### Passage provided
+ + +
Once this blog project is over I plan to start regular hikes in the woods and a return to the fire mitigation work I began last fall. Kate is currently doing cross stitch for a very cute baby blanket. The baby blanket comes, naturally, after the wedding quilt.

Much to my chagrin, since I stopped adding salt to my meals, my weight has dropped, my blood pressure has dropped and I’m sleeping much better. Of course, I’m happy with the improvements. Still. Imagine me slapping my forehead with my hand.

Mystic Chords

Beltane                                                                               New (Running Creeks) Moon

The mood here. Still subdued, still gathering the reality of Vega’s death around us. When Mom died, now 52 years ago, the ongoingness of life surprised me. Cars still rattled down Canal Street. Lights went off and on in houses. School was open, teachers teaching and kids squirming at their desks. The sun rose and set. Dogs barked. We needed sleep and ate breakfast.

This no longer amazes me. The feelings of absence, of missing, of longing do not disappear however, though they can get submerged in the running creek of life. I still miss my mom, not in that acute, gut twisting way of 52 years ago, but longing for her, for her presence remains.
+ + +
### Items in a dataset
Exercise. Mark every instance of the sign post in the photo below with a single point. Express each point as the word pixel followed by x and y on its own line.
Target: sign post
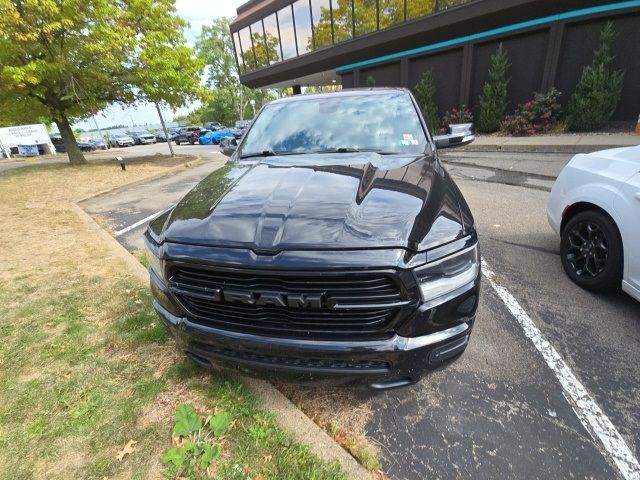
pixel 25 136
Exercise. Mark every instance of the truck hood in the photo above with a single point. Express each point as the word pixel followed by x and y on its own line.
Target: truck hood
pixel 355 201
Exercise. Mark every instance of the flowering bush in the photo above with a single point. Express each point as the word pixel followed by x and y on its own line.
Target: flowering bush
pixel 455 115
pixel 535 116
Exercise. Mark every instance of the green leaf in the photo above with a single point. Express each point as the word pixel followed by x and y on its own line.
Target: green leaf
pixel 187 420
pixel 219 423
pixel 211 452
pixel 175 456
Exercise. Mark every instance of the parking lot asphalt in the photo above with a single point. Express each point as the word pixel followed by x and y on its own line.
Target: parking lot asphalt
pixel 504 410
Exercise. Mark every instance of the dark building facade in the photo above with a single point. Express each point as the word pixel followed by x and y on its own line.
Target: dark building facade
pixel 319 42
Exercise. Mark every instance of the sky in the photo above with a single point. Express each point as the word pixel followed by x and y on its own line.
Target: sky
pixel 197 14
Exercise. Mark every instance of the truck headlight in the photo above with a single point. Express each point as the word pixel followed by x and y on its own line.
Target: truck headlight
pixel 152 253
pixel 448 274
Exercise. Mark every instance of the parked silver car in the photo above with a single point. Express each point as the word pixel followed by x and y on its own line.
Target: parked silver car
pixel 143 137
pixel 120 140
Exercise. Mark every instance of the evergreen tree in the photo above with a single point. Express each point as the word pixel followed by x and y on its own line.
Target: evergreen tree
pixel 493 99
pixel 426 96
pixel 599 89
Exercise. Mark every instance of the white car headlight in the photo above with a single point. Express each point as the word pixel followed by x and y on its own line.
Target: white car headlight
pixel 448 274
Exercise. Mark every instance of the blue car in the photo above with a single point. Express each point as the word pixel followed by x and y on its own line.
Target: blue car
pixel 215 136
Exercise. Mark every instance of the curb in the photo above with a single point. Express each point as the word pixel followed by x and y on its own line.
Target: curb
pixel 288 416
pixel 537 148
pixel 538 176
pixel 197 160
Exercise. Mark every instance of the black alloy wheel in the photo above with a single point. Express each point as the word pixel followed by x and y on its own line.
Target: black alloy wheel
pixel 591 251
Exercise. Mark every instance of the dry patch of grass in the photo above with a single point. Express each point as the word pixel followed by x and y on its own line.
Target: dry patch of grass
pixel 341 412
pixel 86 364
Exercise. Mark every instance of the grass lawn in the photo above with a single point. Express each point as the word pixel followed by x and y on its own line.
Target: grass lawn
pixel 87 366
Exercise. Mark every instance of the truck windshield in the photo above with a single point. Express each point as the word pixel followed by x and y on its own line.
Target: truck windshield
pixel 385 123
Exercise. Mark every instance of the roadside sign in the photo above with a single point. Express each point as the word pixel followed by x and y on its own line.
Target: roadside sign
pixel 25 136
pixel 28 150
+ + +
### Problems and tasks
**1.** Translate this sentence from the blog entry into Spanish: "Kate is currently doing cross stitch for a very cute baby blanket."
**2.** According to the blog entry, how many years ago did the writer's mom die?
**3.** Write out the blog entry from "This no longer" to "her presence remains.".

### Responses in order
**1.** Kate está haciendo punto de cruz para una mantita de bebé muy bonita.

**2.** 52 years ago.

**3.**
This no longer amazes me. The feelings of absence, of missing, of longing do not disappear however, though they can get submerged in the running creek of life. I still miss my mom, not in that acute, gut twisting way of 52 years ago, but longing for her, for her presence remains.